Records excerpted from a collection
● ● ● ● ●
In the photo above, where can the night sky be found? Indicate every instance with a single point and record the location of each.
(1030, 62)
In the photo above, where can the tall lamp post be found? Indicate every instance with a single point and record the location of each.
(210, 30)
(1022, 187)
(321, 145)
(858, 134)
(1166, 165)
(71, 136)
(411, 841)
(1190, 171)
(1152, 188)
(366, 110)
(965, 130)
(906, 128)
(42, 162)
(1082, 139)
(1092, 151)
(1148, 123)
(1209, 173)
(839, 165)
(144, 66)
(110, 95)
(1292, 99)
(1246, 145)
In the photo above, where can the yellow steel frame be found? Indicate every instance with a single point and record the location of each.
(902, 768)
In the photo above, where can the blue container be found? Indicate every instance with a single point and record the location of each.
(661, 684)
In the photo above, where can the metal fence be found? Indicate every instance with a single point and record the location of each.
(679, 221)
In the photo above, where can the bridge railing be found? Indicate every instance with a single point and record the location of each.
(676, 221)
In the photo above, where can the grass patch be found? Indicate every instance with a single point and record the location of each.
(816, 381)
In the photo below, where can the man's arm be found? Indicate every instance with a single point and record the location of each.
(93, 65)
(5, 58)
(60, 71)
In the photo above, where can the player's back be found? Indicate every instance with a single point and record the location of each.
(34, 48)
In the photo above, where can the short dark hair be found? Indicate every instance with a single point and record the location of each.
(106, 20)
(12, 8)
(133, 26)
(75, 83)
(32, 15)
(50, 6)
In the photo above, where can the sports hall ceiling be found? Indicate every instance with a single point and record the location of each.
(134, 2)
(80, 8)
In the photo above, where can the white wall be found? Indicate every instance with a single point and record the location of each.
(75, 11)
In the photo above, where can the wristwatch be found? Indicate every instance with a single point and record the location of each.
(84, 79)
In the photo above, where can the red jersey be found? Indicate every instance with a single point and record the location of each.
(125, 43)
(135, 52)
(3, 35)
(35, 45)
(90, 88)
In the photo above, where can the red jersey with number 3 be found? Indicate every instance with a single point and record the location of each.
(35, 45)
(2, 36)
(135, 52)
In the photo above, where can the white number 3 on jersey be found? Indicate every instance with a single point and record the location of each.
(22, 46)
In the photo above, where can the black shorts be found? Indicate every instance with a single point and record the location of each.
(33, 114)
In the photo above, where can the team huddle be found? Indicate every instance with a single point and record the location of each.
● ● ● ● ●
BRIEF – Write down exactly the line with "In the photo above, where can the red jersey with", then each line after it through the end of the data.

TASK SOLUTION –
In the photo above, where can the red jersey with number 3 be found? Indicate every instance with a single point and record the location of each.
(35, 45)
(2, 36)
(135, 52)
In the photo above, where can the white number 3 on jersey be found? Indicate every instance with a single point and record the location of each.
(22, 46)
In the photo above, where can the black shorts be found? Indicate every instance with a single point and record the location of each.
(33, 114)
In the photo above, where can the team huddle be found? Indicate every instance with a single point and record the location of each.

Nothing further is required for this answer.